Change as a principle of life. Identifying it within drama work; the repercussions of change, who does it affect, why and how?
Learning to continuously reflect on and analyze classroom exploration and their connection with events and situations in world outside. Evaluating one’s own and group’s progress in class.
Mode of Transaction
Games to help loosen up, sharpen reflexes, have fun while building imagination in different ways. Build imagination within games and exercises. Add conditions to games to draw together and harness different physical, emotional, mental faculties. Use theatrical exercises to awaken sensory awareness and transformation.
Devise preparatory games and physical exercises to build imagination. Refine physical actions and integrate the physical with other faculties. Exercises in observation, communication, associative thinking; building situations with imaginary objects and people.
Planned and structured drama exploration exercises designed to first experience and then, deepen social awareness of students. Some examples would include the use of an image (photo, painting) as a stimulus for exploration; still photographs of students themselves leading to tracking a line of thought about some issue.
Participative learning using role-play, hot seating, building stories/songs, making and analyzing a„character’s‟ diary, personal belongings (objects) of characters.
Make short plays that can be performed by student teachers with aim to study school student’s responses during school contact programmes. Help build a set of skills so the class can organize role plays as well as larger school play that is built on students’ creativity rather than following a given script.

__BRIEF A__
Which lines of the rows contain the string "post"? Return each of them, treating case as significant.
The text and the rows come from separate sources.

(Excerpts of location labeling data)
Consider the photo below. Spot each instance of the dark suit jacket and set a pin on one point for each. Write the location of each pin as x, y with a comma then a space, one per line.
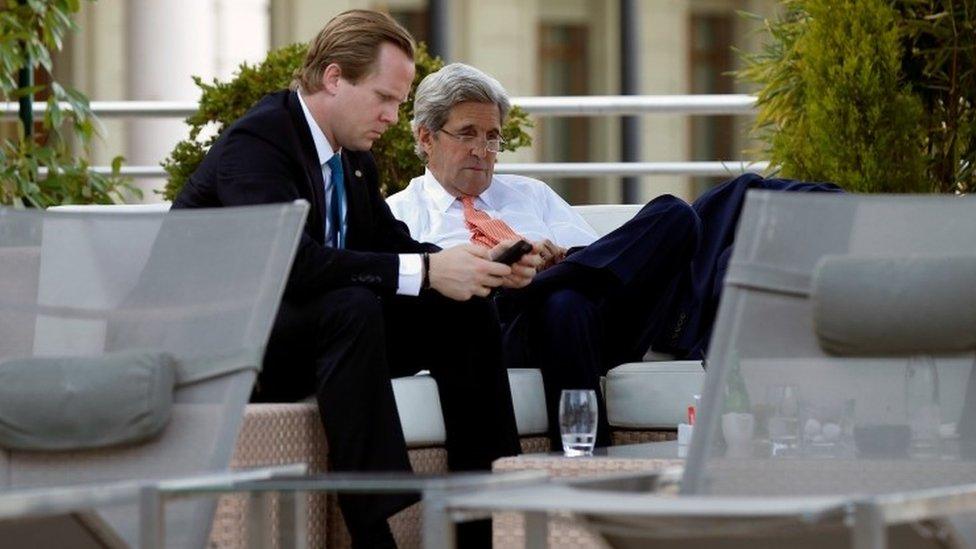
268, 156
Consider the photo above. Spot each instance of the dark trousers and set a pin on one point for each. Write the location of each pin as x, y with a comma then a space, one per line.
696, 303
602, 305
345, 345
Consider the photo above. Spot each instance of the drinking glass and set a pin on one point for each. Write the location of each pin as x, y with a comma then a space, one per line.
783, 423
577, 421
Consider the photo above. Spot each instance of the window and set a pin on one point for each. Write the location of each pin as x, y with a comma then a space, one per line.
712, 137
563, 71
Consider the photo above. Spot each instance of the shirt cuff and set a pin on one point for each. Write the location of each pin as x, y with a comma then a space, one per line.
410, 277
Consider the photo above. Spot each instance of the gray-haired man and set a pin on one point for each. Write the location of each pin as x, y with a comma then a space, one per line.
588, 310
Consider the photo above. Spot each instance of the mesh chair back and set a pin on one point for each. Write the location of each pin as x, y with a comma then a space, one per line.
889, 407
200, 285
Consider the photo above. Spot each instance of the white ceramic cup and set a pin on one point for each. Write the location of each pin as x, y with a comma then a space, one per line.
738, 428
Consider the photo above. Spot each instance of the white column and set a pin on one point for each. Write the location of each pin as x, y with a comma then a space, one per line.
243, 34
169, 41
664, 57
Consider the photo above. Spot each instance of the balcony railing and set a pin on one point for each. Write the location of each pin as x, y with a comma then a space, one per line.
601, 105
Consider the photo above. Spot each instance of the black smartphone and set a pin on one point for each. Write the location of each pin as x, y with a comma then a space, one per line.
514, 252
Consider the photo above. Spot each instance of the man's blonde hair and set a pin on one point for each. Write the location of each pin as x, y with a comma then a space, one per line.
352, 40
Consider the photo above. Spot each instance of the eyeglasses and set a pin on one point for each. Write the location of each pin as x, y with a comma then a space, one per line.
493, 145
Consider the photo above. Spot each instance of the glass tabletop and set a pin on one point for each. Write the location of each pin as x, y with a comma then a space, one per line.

==

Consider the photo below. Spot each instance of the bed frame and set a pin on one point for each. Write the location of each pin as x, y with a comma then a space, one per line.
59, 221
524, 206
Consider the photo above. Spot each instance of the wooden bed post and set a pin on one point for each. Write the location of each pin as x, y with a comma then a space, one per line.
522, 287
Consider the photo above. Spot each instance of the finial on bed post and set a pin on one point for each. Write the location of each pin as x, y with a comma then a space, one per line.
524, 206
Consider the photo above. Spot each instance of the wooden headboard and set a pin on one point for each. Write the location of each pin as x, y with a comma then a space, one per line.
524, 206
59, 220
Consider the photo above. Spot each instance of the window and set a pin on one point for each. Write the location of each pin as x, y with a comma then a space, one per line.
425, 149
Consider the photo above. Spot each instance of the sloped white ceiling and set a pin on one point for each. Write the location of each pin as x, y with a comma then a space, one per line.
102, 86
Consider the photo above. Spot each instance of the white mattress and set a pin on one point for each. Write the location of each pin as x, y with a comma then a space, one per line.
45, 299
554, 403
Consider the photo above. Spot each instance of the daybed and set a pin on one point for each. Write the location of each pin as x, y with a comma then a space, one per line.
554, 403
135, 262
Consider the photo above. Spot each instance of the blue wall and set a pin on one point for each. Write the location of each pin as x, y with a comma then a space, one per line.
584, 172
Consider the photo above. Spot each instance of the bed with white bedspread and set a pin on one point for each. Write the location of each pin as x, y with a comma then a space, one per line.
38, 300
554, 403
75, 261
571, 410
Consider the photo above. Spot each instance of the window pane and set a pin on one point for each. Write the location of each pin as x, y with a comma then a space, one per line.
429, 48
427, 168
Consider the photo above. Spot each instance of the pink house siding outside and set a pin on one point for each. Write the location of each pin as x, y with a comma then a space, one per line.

* * *

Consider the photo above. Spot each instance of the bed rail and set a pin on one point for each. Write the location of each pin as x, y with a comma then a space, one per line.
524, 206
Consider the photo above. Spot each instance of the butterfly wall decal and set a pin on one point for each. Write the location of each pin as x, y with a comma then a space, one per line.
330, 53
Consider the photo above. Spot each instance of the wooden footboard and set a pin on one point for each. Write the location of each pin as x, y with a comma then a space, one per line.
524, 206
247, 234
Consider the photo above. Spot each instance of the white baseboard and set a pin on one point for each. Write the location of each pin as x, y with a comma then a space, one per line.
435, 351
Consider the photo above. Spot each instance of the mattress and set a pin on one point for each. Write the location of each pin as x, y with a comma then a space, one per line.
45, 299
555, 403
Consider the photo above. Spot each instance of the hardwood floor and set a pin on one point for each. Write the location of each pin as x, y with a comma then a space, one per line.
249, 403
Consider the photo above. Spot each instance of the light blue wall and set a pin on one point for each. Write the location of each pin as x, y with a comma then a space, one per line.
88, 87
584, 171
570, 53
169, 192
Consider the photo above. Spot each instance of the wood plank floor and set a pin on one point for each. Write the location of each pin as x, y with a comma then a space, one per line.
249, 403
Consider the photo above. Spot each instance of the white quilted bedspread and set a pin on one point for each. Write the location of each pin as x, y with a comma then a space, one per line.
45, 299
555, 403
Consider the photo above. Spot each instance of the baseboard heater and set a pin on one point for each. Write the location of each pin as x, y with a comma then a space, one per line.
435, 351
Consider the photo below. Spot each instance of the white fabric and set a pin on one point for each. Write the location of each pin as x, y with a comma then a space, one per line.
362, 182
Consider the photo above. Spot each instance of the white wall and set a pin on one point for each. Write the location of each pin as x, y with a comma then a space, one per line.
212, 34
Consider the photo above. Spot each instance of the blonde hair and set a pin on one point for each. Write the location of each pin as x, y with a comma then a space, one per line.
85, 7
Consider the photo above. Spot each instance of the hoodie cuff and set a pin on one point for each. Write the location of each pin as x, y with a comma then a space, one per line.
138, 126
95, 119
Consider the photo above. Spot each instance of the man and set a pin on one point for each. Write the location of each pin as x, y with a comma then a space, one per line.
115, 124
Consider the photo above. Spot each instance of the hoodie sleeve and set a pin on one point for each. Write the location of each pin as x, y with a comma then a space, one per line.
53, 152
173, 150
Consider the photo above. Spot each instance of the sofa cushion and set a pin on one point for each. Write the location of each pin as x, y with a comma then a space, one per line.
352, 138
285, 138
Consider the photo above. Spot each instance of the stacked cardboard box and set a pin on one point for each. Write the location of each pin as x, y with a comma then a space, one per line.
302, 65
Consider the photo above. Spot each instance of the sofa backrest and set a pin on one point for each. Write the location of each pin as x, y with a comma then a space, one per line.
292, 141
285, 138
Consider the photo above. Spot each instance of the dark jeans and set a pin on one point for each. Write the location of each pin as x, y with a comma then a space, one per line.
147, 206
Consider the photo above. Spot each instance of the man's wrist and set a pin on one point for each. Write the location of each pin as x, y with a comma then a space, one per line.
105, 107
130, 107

__BRIEF B__
Answer these questions from the drama curriculum text:
(i) What does it describe as a principle of life?
(ii) Which two kinds of image does it name as a stimulus for exploration?
(iii) Who can perform the short plays it mentions?

__WRITTEN REPLY A__
Consider the photo above. Spot each instance of the wooden bed post and set a pin on one point for each. Write the location of each pin as x, y with a comma then a space, one per line.
Consider the photo above. Spot each instance of the finial on bed post and set a pin on one point for each. Write the location of each pin as x, y with a comma then a space, one per line.

__WRITTEN REPLY B__
(i) Change
(ii) A photo and a painting
(iii) Student teachers